→ YOUR ASSIGNMENT
Where in the data below does the word "advertising" appear? Copy every line that has it.

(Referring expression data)

________________________

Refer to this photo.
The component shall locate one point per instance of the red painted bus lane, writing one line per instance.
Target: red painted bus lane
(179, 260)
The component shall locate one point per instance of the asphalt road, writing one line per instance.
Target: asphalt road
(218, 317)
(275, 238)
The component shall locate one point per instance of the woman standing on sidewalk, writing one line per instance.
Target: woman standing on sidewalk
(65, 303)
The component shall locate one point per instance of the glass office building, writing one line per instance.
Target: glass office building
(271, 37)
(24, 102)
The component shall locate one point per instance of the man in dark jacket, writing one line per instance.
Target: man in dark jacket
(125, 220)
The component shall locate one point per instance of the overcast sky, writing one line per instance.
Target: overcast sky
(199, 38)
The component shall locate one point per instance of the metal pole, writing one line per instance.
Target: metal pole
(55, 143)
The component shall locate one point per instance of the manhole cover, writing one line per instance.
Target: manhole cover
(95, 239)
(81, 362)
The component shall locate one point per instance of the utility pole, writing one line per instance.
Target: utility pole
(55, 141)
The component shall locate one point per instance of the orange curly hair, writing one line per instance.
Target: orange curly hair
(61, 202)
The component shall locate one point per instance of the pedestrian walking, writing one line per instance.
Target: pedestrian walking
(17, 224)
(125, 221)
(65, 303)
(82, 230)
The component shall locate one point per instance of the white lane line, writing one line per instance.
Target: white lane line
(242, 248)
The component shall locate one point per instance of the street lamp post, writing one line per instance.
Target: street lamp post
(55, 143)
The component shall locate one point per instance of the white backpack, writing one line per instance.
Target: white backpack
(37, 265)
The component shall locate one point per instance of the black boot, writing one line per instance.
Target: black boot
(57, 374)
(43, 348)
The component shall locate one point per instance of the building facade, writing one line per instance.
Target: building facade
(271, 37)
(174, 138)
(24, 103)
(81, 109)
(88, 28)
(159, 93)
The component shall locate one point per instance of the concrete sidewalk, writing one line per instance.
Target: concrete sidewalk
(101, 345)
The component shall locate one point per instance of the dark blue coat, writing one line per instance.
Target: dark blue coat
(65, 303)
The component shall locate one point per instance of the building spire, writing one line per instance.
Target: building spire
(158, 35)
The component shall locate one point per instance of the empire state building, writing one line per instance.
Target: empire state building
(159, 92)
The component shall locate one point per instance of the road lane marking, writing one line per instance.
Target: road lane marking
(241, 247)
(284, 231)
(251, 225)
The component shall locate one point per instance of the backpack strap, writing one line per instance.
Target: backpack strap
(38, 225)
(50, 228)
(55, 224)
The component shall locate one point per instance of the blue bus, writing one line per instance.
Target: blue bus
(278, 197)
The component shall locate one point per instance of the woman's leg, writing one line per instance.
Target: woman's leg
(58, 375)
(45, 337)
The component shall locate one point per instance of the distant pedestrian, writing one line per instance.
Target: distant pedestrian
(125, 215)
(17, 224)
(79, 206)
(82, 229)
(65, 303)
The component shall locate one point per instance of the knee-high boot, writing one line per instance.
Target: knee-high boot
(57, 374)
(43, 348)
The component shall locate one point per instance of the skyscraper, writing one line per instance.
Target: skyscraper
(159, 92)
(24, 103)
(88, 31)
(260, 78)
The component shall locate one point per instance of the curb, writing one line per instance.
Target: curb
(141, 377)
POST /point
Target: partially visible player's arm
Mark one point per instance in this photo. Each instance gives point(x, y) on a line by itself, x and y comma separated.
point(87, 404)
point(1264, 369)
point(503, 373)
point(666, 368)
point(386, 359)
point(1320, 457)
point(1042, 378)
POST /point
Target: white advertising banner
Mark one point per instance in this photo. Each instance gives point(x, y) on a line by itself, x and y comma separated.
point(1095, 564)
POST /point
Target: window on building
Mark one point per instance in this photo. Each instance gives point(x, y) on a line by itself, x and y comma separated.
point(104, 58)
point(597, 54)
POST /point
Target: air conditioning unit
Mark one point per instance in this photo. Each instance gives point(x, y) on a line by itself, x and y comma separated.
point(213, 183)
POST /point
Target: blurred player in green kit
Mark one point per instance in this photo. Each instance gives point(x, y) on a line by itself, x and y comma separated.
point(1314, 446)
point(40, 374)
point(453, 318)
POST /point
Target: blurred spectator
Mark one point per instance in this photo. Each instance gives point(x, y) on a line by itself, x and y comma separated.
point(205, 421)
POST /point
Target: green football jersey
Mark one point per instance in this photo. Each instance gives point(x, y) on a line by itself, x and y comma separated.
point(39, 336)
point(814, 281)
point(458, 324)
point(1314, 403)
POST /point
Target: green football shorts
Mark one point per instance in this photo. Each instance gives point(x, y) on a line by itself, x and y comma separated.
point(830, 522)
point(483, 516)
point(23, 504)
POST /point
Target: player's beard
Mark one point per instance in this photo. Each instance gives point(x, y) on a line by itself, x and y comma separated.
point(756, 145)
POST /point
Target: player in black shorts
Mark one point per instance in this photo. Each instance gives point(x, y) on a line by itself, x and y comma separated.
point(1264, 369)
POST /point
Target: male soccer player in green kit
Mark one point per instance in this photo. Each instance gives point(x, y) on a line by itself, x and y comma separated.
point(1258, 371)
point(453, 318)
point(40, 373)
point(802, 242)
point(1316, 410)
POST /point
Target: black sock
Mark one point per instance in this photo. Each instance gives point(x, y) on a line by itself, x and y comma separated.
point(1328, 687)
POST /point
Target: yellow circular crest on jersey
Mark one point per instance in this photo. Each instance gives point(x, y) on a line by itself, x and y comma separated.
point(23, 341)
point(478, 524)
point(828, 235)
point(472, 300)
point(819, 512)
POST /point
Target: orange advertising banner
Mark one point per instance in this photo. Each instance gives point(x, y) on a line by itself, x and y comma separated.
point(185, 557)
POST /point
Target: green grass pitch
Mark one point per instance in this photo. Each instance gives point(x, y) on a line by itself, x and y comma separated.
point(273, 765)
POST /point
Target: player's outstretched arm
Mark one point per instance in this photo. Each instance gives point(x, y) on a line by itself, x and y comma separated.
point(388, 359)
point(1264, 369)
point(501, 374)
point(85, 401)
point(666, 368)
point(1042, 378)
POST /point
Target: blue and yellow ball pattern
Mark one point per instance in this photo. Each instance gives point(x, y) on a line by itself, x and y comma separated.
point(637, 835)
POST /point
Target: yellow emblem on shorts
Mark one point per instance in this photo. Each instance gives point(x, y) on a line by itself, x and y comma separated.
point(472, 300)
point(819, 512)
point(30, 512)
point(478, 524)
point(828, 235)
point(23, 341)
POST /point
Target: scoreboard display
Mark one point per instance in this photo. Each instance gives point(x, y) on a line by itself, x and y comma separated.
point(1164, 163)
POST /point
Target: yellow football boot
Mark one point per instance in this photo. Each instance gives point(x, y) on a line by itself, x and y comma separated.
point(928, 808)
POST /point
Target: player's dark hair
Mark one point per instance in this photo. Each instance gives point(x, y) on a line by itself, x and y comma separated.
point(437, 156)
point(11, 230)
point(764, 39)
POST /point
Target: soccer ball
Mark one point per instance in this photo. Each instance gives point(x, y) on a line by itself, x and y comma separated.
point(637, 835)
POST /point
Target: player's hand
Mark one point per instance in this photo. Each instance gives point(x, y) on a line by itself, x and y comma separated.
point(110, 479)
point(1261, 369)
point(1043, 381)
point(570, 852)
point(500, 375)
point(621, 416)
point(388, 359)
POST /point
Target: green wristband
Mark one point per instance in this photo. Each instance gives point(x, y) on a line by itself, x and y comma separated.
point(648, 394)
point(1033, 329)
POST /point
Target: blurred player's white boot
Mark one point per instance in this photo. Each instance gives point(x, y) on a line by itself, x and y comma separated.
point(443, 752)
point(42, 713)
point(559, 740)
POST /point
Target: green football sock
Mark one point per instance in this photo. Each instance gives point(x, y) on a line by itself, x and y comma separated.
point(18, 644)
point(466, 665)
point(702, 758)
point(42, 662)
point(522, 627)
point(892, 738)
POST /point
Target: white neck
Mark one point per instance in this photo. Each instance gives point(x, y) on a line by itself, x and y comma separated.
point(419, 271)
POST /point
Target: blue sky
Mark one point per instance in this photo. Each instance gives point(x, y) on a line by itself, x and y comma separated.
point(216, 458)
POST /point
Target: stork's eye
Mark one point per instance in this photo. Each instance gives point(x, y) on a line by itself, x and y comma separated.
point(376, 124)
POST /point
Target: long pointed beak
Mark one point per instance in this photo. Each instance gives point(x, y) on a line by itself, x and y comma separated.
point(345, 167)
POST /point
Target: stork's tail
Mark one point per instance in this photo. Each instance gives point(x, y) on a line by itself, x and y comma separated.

________________________

→ TASK SOLUTION
Target: white advertising banner
Target: orange advertising banner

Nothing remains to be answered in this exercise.